__Exercise requirements__.
A: According to the article on men's bags, why have Gucci, Prada, Paul Smith and Louis Vuitton recently updated their attache cases?
B: Reproduce the stretch of the article on men's bags from "Shocking. Or perhaps" through "pockets were unsightly.".
C: Take the article on men's designer bags further, starting after its last sentence.

__Page text__.
_ _ _

Shocking. Or perhaps not. A bag is the kind of thing men would rather do without - and I have this on good authority. "If I don't have to carry anything big, I just use my pockets," remarked a colleague with unattractively bulging trouser pockets. Another said, "I have a car, I don't need a bag." Again those pockets were unsightly.

But there is a growing breed of male status bag junkies who dare to enter the territory of accessory-obsessive women. We're talking designer handbags and the names are familiar. Gucci, Prada, Paul Smith and Louis Vuitton have recently updated their attache cases to attract increasingly label-conscious (and laptop- toting) males. The more traditional Alfred Dunhill, Tanner Krolle, and Connolly have also entered the fray, with Tanner Krolle in particular enjoying a groovier market position thanks to their New York designer Cathy Formby (ex Calvin Klein, Tiffany, Donna Karan and Coach). She has created that unheard-of thing in the men's bag world - a waiting list, for a pounds 650 large leather satchel aimed at "young creatives".

_ _ _

__Collected material__.
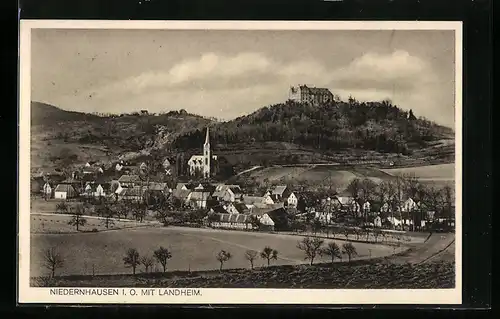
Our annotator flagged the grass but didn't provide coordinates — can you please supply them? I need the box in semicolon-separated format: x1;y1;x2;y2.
30;214;156;234
30;227;393;276
32;261;455;289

_ _ _

__Answers__.
A: They updated them to attract males who are increasingly label-conscious and who carry laptops.

B:
Shocking. Or perhaps not. A bag is the kind of thing men would rather do without - and I have this on good authority. "If I don't have to carry anything big, I just use my pockets," remarked a colleague with unattractively bulging trouser pockets. Another said, "I have a car, I don't need a bag." Again those pockets were unsightly.

C:
This trend started in New York where it is normal to buy status bags, shoes and clothes for work. Here the mood is filtering through. A spokeswoman for Tanner Krolle, a British company and former saddlery that makes most of its men's bags in Islington, North London, says that men are choosing less structured, more unisex bags, and that they are now just as interested in the status of the bag as they are in the workmanship and functional aspects. This is true across the board. Attache cases are being given practical shoulder straps, (Alfred Dunhill), a complete monogrammed make-over (Louis Vuitton), and sensual black suede linings with silver locks (Gucci).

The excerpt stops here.